## What you have to do
Reproduce the data below as a numbered list, one line per item, omitting any blank lines.
───── Supplied entries
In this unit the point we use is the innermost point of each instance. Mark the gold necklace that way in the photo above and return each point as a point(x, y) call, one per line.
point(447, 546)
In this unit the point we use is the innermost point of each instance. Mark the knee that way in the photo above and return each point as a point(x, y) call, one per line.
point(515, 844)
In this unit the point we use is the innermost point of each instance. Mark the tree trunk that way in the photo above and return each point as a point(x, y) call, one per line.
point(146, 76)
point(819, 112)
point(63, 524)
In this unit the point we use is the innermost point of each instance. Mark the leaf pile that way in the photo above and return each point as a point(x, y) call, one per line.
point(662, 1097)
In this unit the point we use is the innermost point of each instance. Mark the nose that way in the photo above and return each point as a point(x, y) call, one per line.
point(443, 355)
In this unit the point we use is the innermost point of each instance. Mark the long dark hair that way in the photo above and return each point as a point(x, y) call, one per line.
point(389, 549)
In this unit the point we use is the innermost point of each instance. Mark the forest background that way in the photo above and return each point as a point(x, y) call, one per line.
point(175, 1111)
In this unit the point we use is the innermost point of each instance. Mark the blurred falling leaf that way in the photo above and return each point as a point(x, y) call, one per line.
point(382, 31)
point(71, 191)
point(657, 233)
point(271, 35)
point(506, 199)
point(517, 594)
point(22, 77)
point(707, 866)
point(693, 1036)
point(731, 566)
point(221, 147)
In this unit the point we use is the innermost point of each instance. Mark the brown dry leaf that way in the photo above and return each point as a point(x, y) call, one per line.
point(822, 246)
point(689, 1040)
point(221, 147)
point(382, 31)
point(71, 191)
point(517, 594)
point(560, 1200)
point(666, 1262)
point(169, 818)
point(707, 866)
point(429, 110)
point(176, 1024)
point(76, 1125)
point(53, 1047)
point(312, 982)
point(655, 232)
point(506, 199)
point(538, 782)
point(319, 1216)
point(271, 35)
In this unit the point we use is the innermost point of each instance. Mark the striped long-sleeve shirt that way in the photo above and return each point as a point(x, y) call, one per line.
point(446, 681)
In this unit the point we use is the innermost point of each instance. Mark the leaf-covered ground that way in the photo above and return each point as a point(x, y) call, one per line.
──────────
## Answer below
1. In this unit the point we use is the innermost point of each instance. Mark the gold necklace that way in the photo above and return each point as a point(x, y) call, one per line.
2. point(447, 546)
3. In this unit the point we use is the innermost point of each instance. Mark the knee that way in the photo above and return each point as a point(x, y) call, one per line.
4. point(515, 844)
5. In this unit the point we use is the innermost point of each instance. Mark the tree trunk that way in the photo above and return each point as a point(x, y) call, one per line.
6. point(146, 76)
7. point(819, 112)
8. point(63, 524)
9. In this unit the point we use is the innermost point of each instance. Mark the leaf pile that way in the photo above and return each point as a point(x, y) call, one per line.
10. point(662, 1097)
11. In this unit the point we use is the innermost point of each instance. Mark the nose that way in the photo above and return each point as a point(x, y) call, one per line.
12. point(443, 355)
13. In this unit the point we use is the innermost point of each instance. Mark the long dark hair that way in the photo above and return each point as a point(x, y) call, one per line.
14. point(389, 549)
15. In this unit the point we use is the innermost point of each instance. Mark the forest background that way in the photo above and return each point as a point(x, y) call, one per line.
16. point(175, 1111)
17. In this unit the point we use is the innermost point of each instance. Mark the blurred falling leaf that way in the photo above and return each point as a point(x, y) call, one per line.
18. point(382, 31)
19. point(71, 191)
20. point(657, 233)
21. point(271, 35)
22. point(506, 199)
23. point(517, 594)
24. point(22, 77)
25. point(707, 866)
26. point(693, 1036)
27. point(731, 566)
28. point(221, 147)
29. In this unit the point we use is the innermost point of each instance. Mark the brown dry leaf that way in the photo above and return each point as a point(x, y) call, one per line.
30. point(822, 246)
31. point(689, 1040)
32. point(221, 147)
33. point(382, 31)
34. point(71, 191)
35. point(517, 594)
36. point(560, 1200)
37. point(666, 1262)
38. point(169, 818)
39. point(707, 866)
40. point(429, 110)
41. point(176, 1024)
42. point(76, 1125)
43. point(53, 1047)
44. point(312, 982)
45. point(655, 232)
46. point(506, 199)
47. point(538, 782)
48. point(319, 1216)
49. point(271, 35)
50. In this unit the point we use is the innermost point of each instance. Mark the striped long-sleeve shirt that way in the photo above and return each point as a point(x, y) call, one per line.
51. point(446, 681)
52. In this unit the point we use is the innermost point of each instance. Mark the leaf-covered ground that way in the photo above and return each point as a point(x, y) call, one per line.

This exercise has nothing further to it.